Top of Excerpt provided
This battle continued lap by lap until the heavy rain changed to a torrent and the cars started to aquaplane all over the track. The conditions changed to a point where the drivers were fighting just to stay on the track, braking points turned into areas of standing water and visibility behind cars was very difficult. A number of cars aquaplaned off the circuit as their wet tyres could no longer manage the conditions.


Struggling in the conditions, Villeneuve lost his third place to Marc Goossens and he was dropping back towards Alex. As the cars entered the last lap, Alex had reduced the gap to Villeneuve and, exiting the Gilles Villeneuve chicane, Alex got a better drive out of the corner to get inside Jacques and past him, taking over fourth place.


With now just three corners before the finishing line, Alex used all his experience and skills to protect his fourth-place position and bring his No 90 Braxx Racing Chevrolet Camaro across the line in fourth place in conditions better suited to a boat than a car.


“Race 2 was probably one of the hardest races I've ever had, fighting illness, the conditions, my own car and some of the world's best drivers! It was great fun, we had really good pace which goes to show that we could have got even higher up with a better set of initial laps, but hindsight is always 20/20.”
Bottom of Excerpt provided
Top of Extracted data
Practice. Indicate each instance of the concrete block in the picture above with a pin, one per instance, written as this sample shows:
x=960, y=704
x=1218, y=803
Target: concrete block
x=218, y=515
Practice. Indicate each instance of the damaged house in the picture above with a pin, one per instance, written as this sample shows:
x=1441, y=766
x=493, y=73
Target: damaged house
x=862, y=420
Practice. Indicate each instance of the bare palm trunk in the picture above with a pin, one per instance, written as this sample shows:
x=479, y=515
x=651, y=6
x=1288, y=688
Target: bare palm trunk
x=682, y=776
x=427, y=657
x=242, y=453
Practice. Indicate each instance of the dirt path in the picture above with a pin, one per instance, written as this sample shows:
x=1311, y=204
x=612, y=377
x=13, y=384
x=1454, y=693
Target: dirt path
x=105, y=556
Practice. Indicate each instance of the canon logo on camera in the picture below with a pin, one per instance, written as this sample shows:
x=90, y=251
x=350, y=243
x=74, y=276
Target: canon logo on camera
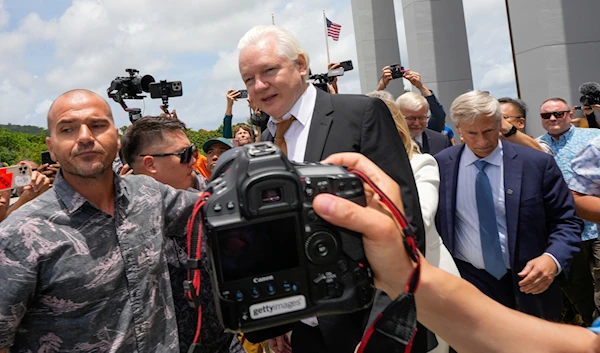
x=263, y=279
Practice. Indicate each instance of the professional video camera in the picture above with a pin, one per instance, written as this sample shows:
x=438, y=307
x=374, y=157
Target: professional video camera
x=322, y=80
x=590, y=93
x=131, y=87
x=274, y=260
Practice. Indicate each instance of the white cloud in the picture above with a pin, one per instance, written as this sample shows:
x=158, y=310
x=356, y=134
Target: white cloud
x=194, y=41
x=43, y=106
x=4, y=17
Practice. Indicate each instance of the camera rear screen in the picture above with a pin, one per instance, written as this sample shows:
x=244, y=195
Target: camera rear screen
x=258, y=249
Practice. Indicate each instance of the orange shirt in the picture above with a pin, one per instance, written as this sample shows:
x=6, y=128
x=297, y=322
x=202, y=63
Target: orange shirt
x=200, y=166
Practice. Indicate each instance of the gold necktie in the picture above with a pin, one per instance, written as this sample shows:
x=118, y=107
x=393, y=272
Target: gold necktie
x=282, y=128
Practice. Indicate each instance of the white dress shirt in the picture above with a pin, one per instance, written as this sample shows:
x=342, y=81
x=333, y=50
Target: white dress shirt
x=296, y=137
x=467, y=235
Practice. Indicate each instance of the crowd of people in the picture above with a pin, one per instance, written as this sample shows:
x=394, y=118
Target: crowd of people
x=93, y=253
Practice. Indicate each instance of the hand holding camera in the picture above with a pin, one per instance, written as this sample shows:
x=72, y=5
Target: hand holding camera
x=275, y=260
x=389, y=73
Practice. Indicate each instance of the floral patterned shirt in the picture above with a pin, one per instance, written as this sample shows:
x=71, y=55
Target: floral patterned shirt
x=75, y=279
x=586, y=170
x=565, y=149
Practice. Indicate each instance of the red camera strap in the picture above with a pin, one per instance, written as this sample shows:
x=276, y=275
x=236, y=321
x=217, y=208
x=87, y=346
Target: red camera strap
x=194, y=248
x=395, y=328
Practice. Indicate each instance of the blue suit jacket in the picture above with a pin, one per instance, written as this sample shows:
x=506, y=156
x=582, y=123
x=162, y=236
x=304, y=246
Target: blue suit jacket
x=540, y=217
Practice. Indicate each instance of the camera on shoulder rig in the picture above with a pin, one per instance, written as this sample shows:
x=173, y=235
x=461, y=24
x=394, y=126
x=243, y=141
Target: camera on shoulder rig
x=274, y=260
x=132, y=86
x=322, y=80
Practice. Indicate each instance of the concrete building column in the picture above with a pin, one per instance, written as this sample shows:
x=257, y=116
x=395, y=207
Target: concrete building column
x=376, y=42
x=436, y=39
x=557, y=48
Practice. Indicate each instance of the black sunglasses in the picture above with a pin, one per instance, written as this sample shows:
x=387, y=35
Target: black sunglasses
x=557, y=115
x=185, y=156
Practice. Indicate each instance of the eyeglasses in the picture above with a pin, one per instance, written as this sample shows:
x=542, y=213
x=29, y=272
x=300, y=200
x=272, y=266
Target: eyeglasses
x=185, y=156
x=557, y=115
x=412, y=119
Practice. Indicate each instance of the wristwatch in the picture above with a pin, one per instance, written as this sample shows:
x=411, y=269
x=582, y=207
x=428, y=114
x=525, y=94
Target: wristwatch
x=513, y=130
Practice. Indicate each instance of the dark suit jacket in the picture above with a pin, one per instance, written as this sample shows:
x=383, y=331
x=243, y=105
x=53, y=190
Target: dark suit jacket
x=540, y=217
x=356, y=123
x=434, y=142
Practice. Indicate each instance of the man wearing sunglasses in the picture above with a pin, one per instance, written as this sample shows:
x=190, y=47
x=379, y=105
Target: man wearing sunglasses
x=566, y=141
x=158, y=147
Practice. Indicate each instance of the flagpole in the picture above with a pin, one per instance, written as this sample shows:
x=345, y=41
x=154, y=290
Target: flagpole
x=326, y=41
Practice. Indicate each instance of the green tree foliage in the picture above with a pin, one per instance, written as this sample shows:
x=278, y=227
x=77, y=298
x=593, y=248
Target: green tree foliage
x=26, y=129
x=16, y=146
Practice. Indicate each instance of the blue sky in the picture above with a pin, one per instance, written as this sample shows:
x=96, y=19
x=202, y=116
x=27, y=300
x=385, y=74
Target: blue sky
x=49, y=47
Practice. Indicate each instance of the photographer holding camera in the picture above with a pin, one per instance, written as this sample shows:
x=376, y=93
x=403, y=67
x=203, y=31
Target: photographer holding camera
x=309, y=124
x=590, y=102
x=437, y=120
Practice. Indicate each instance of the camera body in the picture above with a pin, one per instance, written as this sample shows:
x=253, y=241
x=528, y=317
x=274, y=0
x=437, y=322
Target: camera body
x=164, y=89
x=397, y=71
x=274, y=260
x=589, y=100
x=130, y=87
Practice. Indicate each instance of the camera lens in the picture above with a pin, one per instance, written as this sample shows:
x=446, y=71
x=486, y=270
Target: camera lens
x=271, y=195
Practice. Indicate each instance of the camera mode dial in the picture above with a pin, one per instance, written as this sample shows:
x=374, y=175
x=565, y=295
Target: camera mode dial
x=321, y=248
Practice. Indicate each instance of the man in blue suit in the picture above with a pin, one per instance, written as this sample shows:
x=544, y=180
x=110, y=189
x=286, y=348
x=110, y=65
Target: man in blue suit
x=505, y=212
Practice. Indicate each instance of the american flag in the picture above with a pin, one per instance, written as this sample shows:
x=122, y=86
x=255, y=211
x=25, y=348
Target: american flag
x=333, y=30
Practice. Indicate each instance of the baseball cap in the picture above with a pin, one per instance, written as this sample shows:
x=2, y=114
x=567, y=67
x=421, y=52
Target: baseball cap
x=211, y=142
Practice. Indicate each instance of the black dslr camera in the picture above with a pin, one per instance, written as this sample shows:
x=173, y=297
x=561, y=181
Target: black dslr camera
x=397, y=71
x=274, y=260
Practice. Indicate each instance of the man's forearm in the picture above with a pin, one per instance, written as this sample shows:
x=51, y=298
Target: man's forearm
x=588, y=206
x=472, y=322
x=437, y=120
x=227, y=125
x=524, y=140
Bottom of Extracted data
◆ Exercises to complete ◆
[A] Using the race report, say whether each statement agrees with it. Answer yes or no for each, and quote the words of the report that decide it.
(i) Villeneuve lost third place to Marc Goossens.
(ii) Alex passed Villeneuve on the first lap.
(iii) Alex drove a Chevrolet Camaro numbered 90.
[B] Return the race report's text from "This battle continued" to "manage the conditions.", copied exactly.
[C] According to the race report, at what point on the track did Alex get the better drive that took him past Jacques?
Answer from the race report alone.

◆ Answers for the exercise ◆
[A]
(i) Yes: "Villeneuve lost his third place to Marc Goossens"
(ii) No: "As the cars entered the last lap, Alex had reduced the gap to Villeneuve"
(iii) Yes: "his No 90 Braxx Racing Chevrolet Camaro"

[B]
This battle continued lap by lap until the heavy rain changed to a torrent and the cars started to aquaplane all over the track. The conditions changed to a point where the drivers were fighting just to stay on the track, braking points turned into areas of standing water and visibility behind cars was very difficult. A number of cars aquaplaned off the circuit as their wet tyres could no longer manage the conditions.

[C] Exiting the Gilles Villeneuve chicane.